> [Passage shown]

************

Is Biggio bothered by the strike zones that change between each umpire?

"Some guys are high ball, some guys are low ball," says Biggio, scoffing at the notion that umpires are ruining baseball. "It doesn’t matter. The umps do a tremendous job. Everyone has their own strike zone. Everyone is different. It is up to you as a professional hitter to adjust to it."

The only thing Biggio asks is that the umps be consistent.

And Eric Gregg is consistent, Biggio says.

"Eric is fine," says Biggio. "I’ve known him for 12 years."

As fate would have it, Craig Biggio is the first batter of the ballgame. Micah Bowie, the big left-hander the Cubs picked up in a deadline-day trade with Atlanta, grooves a fastball on the extreme outside of the plate, the living edge of Eric Gregg’s notoriously wide strike zone.

Strike one, Gregg motions with his little fist punch.

Biggio, one of the game’s best hitters and a league leader in walks, works the count full.

Bowie throws another fastball, hits that edge once again.

Biggio looks at the pitch and takes a step toward first.

"Strike," calls Gregg. Who, like Biggio asks, is nothing if not consistent.

 

In the bottom of the second, Mark Grace steps out of the dugout and the crowd buzzes in anticipation of the first meeting between these two men since the great ejection, which was played over and over again on Chicago and national TV.

Grace steps up to the plate. Gregg steps over home, his back toward Grace and sweeps the plate. It is the first move in a four-step ballet that would see the combatants eventually make up, the two getting closer with each graceful Grace at-bat.

************

> [Supplied entries]
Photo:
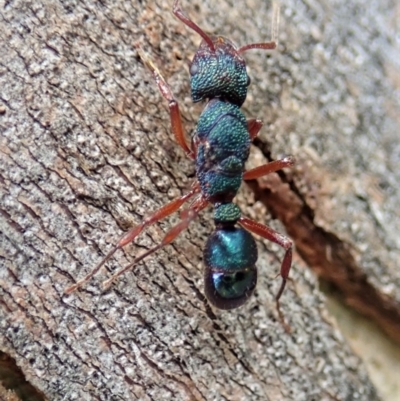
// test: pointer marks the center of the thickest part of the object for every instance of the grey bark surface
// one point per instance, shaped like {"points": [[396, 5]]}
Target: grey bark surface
{"points": [[86, 152]]}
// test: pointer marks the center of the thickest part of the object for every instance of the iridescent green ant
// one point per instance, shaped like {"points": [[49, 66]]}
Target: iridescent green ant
{"points": [[220, 147]]}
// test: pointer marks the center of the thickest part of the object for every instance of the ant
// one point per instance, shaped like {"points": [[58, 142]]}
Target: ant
{"points": [[220, 147]]}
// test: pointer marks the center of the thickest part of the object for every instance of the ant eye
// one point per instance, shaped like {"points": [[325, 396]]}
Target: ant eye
{"points": [[194, 69], [248, 80]]}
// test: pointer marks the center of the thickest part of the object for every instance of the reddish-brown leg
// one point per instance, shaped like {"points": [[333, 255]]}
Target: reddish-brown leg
{"points": [[189, 215], [128, 237], [268, 168], [271, 235], [254, 125], [175, 115]]}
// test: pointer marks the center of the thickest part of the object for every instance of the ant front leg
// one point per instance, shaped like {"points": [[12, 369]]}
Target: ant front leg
{"points": [[175, 115], [127, 238], [273, 236]]}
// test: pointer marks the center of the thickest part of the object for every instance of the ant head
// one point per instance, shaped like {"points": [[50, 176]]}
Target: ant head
{"points": [[218, 71]]}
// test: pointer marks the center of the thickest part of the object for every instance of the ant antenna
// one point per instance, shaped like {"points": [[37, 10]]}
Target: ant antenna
{"points": [[177, 11], [274, 33]]}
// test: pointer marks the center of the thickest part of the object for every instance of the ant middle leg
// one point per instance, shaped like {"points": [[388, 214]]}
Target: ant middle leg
{"points": [[187, 216], [273, 236], [128, 237], [253, 126], [175, 114]]}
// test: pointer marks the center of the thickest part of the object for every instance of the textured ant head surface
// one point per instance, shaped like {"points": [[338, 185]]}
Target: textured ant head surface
{"points": [[219, 72]]}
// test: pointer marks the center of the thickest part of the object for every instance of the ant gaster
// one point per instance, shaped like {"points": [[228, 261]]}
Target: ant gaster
{"points": [[220, 147]]}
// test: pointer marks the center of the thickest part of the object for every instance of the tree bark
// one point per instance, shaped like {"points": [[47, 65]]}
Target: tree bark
{"points": [[87, 152]]}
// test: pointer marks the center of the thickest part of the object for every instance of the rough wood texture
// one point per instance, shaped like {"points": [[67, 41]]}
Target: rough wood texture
{"points": [[86, 152]]}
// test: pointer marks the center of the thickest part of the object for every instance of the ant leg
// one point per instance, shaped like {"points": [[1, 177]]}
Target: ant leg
{"points": [[254, 125], [273, 236], [128, 237], [188, 215], [175, 115], [268, 168]]}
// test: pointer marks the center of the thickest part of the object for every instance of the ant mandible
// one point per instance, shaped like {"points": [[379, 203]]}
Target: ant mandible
{"points": [[220, 147]]}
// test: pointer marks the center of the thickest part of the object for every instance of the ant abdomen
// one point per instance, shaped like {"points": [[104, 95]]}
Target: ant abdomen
{"points": [[230, 274]]}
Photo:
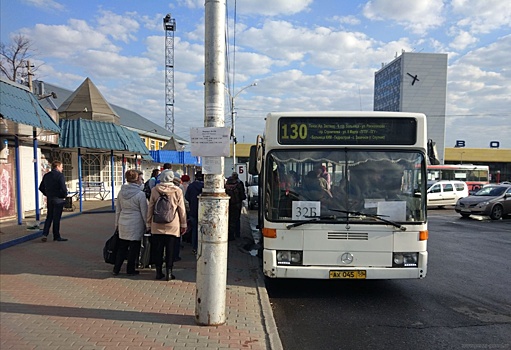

************

> [Your goal]
Please print the part of the baseball passage that opens with the words containing "And Eric Gregg" and closes with "edge once again.", copying it exactly.

> [Task response]
And Eric Gregg is consistent, Biggio says.

"Eric is fine," says Biggio. "I’ve known him for 12 years."

As fate would have it, Craig Biggio is the first batter of the ballgame. Micah Bowie, the big left-hander the Cubs picked up in a deadline-day trade with Atlanta, grooves a fastball on the extreme outside of the plate, the living edge of Eric Gregg’s notoriously wide strike zone.

Strike one, Gregg motions with his little fist punch.

Biggio, one of the game’s best hitters and a league leader in walks, works the count full.

Bowie throws another fastball, hits that edge once again.